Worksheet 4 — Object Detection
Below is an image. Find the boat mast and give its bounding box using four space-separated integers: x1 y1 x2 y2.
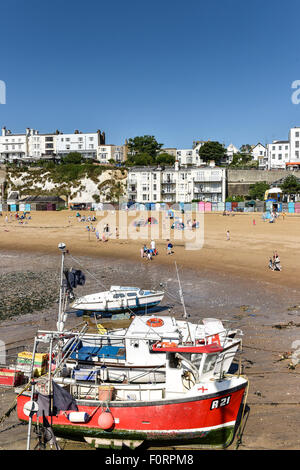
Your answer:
56 243 67 332
175 261 188 318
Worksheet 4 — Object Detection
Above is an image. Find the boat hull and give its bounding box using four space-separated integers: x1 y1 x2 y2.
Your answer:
72 291 164 312
17 380 247 448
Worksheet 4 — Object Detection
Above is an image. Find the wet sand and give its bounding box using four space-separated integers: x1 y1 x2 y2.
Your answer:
0 212 300 450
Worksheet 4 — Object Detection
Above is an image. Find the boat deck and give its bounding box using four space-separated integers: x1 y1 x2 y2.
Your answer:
70 345 125 361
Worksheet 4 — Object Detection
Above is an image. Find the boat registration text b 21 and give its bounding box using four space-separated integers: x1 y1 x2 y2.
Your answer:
210 395 231 410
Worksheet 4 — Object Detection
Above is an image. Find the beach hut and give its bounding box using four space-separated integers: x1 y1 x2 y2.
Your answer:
146 217 158 225
20 195 66 211
218 202 225 212
204 202 211 212
225 202 232 212
198 201 205 212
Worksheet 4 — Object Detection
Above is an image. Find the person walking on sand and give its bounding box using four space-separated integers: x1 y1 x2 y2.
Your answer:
269 256 274 271
167 241 173 255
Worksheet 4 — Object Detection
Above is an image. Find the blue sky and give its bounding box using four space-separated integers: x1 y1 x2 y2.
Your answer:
0 0 300 148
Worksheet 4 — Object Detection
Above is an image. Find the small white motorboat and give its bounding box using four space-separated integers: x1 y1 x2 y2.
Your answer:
70 286 164 313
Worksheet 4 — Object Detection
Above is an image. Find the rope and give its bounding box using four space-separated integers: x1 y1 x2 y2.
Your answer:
235 380 250 450
69 254 106 289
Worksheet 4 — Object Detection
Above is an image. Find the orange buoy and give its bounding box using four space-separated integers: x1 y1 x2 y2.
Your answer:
98 410 115 430
156 341 178 348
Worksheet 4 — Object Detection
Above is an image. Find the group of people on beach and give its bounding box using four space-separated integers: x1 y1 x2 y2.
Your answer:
269 251 282 271
141 240 158 261
141 240 174 260
1 212 31 224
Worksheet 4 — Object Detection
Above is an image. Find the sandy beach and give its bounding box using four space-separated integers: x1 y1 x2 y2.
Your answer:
0 211 300 288
0 211 300 450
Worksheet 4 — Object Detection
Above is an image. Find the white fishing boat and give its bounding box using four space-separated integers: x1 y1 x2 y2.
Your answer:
70 286 164 313
58 315 241 383
17 332 248 449
16 244 248 450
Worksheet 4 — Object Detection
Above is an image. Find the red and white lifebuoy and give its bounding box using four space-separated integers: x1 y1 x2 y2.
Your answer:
146 317 164 328
155 341 178 348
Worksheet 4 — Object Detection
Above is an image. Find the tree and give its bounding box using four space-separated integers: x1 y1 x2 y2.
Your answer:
249 181 270 201
230 152 252 166
240 144 252 153
156 152 175 165
280 175 300 194
199 141 226 165
128 135 163 158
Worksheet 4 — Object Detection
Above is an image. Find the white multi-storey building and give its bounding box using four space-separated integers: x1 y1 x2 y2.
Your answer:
0 127 108 162
226 144 239 163
176 141 205 167
0 127 29 163
127 164 226 203
28 129 56 160
286 127 300 168
251 142 268 170
267 140 290 170
97 144 127 164
56 131 101 159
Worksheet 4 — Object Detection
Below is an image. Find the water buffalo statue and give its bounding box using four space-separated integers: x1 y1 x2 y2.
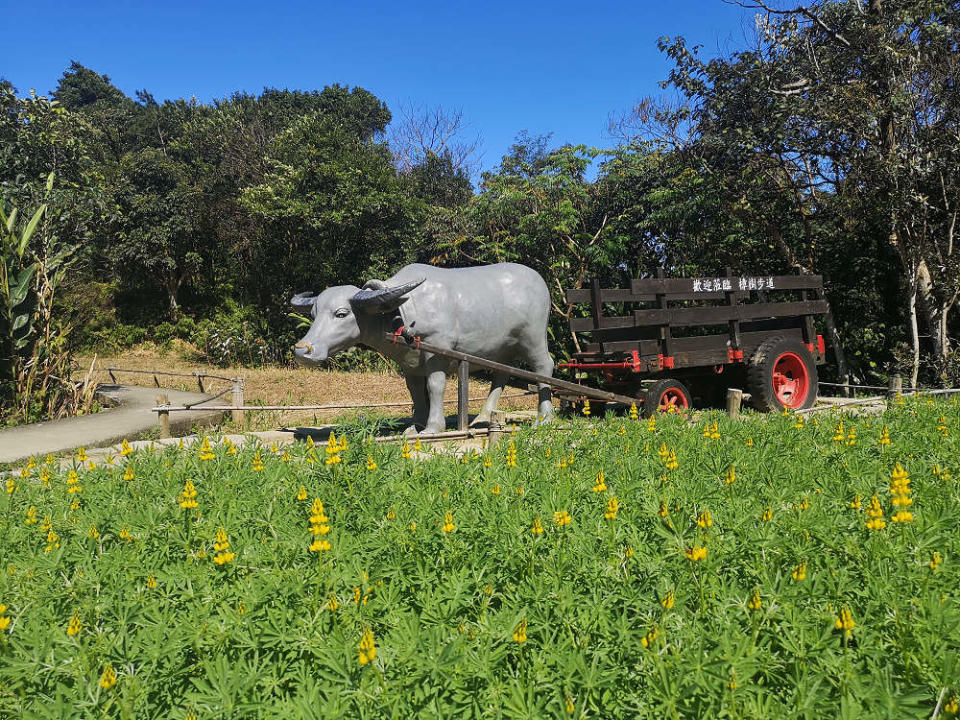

·····

# Task directions:
From the material above, copy every line that contains the string "Below". Treat uppercase and lowercase letters as different.

# Exercise solution:
Below is an image. Find the boat mast and give its bounding box using four space-separated integers: x1 y1 x2 y2.
Below is an image. Find the water buffalo statue and give its bounding box using four space-separated integers: x1 y1 x2 y2.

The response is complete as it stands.